— Begin —

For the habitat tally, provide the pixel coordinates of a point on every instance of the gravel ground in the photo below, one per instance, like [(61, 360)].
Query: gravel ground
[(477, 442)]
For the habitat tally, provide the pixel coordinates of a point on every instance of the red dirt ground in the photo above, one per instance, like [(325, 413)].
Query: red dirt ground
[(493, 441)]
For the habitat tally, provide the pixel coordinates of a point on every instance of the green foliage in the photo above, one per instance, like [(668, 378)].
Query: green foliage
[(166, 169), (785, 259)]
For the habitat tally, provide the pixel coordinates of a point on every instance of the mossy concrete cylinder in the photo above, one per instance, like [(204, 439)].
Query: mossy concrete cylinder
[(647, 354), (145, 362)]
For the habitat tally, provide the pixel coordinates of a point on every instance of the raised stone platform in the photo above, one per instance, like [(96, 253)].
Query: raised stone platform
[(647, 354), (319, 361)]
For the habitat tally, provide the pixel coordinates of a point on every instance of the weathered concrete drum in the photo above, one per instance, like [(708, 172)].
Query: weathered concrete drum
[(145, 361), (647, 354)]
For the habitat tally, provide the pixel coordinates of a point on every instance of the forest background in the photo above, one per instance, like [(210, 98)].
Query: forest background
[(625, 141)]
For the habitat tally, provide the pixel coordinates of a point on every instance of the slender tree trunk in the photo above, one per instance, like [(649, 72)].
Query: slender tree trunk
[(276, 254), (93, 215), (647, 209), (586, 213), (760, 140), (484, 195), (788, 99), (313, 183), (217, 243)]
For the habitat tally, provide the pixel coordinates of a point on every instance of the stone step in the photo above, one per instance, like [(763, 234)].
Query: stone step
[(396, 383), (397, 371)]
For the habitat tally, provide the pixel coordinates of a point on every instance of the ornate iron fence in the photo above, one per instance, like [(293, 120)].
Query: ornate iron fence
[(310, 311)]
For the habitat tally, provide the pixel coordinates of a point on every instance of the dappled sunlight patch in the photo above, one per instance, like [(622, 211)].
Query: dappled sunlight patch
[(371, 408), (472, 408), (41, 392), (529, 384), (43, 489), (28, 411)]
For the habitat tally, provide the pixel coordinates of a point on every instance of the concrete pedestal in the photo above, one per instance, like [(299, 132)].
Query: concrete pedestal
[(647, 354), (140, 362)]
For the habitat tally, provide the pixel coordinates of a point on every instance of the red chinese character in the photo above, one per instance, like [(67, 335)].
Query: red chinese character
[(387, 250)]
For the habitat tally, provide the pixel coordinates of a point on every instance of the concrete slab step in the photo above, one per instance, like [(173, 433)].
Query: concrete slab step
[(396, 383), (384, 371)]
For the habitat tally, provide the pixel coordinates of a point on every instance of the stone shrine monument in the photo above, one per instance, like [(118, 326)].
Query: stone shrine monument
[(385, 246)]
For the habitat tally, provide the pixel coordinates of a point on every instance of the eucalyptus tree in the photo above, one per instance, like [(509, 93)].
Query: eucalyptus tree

— End —

[What you have to do]: Rewrite every line of the material above as a numbered list, omitting any blank lines.

[Final result]:
1. For the habitat tally, provide the pixel coordinates of a point on every instance of the gravel ground in the photo below, one per instance, like [(61, 360)].
2. Query: gravel ground
3. [(477, 442)]
4. For the habitat tally, provide the pixel coordinates of a point on every instance of the red dirt ground in the photo above, one per instance, like [(325, 413)].
5. Query: red dirt ground
6. [(493, 441)]
7. For the habitat tally, provide the pixel coordinates of a point on every instance of the green foliage in the photo above, one per instance, like [(668, 378)].
8. Query: green foliage
9. [(166, 169), (785, 259)]
10. For the habitat tally, provide the pixel coordinates of a point on every instance of the mossy concrete cylinder in the photo above, one per instance, like [(204, 439)].
11. Query: mossy concrete cylinder
12. [(647, 354), (145, 362)]
13. For the habitat tally, provide the pixel coordinates of a point on every instance of the raised stone platform in the photo above, one per instance, like [(96, 253)].
14. Query: raised stone platform
15. [(647, 354), (319, 361)]
16. For the habitat tally, provide the pixel coordinates of a point on every instance of the weathered concrete drum in the photo above, one per instance, like [(708, 172)].
17. Query: weathered concrete drum
18. [(145, 361), (647, 354)]
19. For the habitat tally, provide the pixel coordinates of a point on every instance of the forest background in the photo above, one per instance, like [(210, 98)].
20. Query: forest background
21. [(625, 141)]
22. For the habitat tally, provide the pixel coordinates of a point on every instance of the slender tree trunk in the photo above, one per instance, like [(649, 72)].
23. Query: slender tree trunk
24. [(276, 254), (93, 215), (647, 209), (586, 213), (760, 140), (484, 195), (788, 99), (313, 183), (217, 243)]
25. For the habitat tally, provide the pixel coordinates of a point on every instance of the stone step in the photo above, one per instance, like [(763, 234)].
26. Query: stone step
27. [(396, 383), (397, 371)]
28. For the habitat tally, provide the pixel coordinates of a point on every instance of the ornate iron fence in the photo above, one per instance, like [(293, 120)].
29. Query: ornate iron fence
30. [(310, 311)]
31. For the habitat tally, provide the pixel coordinates of a point on every instance of the dappled sunlight patch in the photo above, one per instance, like [(622, 211)].
32. Query: dappled sunlight patch
33. [(371, 408), (472, 408), (41, 392), (529, 384), (43, 489), (28, 411)]
34. For the habitat tally, provide the pixel coordinates of a point on every instance of the concrete pedestal in the photo above, one per instance, like [(299, 132)].
35. Query: concrete pedestal
36. [(647, 354), (140, 362)]
37. For the habitat tally, provide the pixel coordinates of a point on every instance of the red chinese character in the photo above, one per instance, like [(67, 335)].
38. Query: red chinese character
39. [(387, 250)]
40. For the habitat tally, provide the pixel coordinates of a point on every instance of the concrete slab step in the photo above, one per instance, like [(173, 433)].
41. Query: concrete slab step
42. [(396, 383), (384, 371)]
43. For the habitat tally, provide the pixel coordinates of a point on every instance of the stone shrine monument in the photo above, one per instance, like [(118, 326)].
44. Query: stone shrine monument
45. [(385, 246)]
46. For the habitat tally, provide the pixel coordinates of a point on every instance of the eucalyptus tree in the photo above, one per instance, like [(509, 93)].
47. Query: eucalyptus tree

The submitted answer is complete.